Give the number of lines in the data below that contain "query", and only that number.

Saved data entries

____________

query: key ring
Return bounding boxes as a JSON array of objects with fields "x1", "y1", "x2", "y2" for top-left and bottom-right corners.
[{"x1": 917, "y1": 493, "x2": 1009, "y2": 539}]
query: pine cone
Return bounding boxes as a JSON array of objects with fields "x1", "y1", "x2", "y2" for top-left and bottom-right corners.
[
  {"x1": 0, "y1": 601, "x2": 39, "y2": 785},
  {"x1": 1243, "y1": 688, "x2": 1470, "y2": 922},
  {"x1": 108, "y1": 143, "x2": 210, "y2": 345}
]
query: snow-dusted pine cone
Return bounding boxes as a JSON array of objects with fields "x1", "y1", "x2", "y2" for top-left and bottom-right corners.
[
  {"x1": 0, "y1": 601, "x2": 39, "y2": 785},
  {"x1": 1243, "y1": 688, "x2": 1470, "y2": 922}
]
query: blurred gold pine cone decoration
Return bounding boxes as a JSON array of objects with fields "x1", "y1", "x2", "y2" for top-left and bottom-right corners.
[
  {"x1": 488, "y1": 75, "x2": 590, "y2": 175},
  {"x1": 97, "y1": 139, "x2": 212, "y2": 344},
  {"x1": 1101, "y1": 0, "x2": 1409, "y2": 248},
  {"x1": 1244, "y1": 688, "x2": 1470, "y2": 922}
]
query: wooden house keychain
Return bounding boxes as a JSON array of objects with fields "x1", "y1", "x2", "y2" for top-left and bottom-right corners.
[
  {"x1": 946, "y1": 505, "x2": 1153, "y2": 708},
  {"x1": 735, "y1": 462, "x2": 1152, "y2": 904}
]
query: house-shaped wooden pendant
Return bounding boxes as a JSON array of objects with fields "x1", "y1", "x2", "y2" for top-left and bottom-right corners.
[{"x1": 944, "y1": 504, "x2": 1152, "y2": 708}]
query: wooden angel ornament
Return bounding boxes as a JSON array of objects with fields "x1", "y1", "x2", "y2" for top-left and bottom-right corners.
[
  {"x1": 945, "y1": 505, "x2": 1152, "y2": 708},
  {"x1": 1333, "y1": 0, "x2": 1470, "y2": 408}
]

____________

WRITTEN REPLY:
7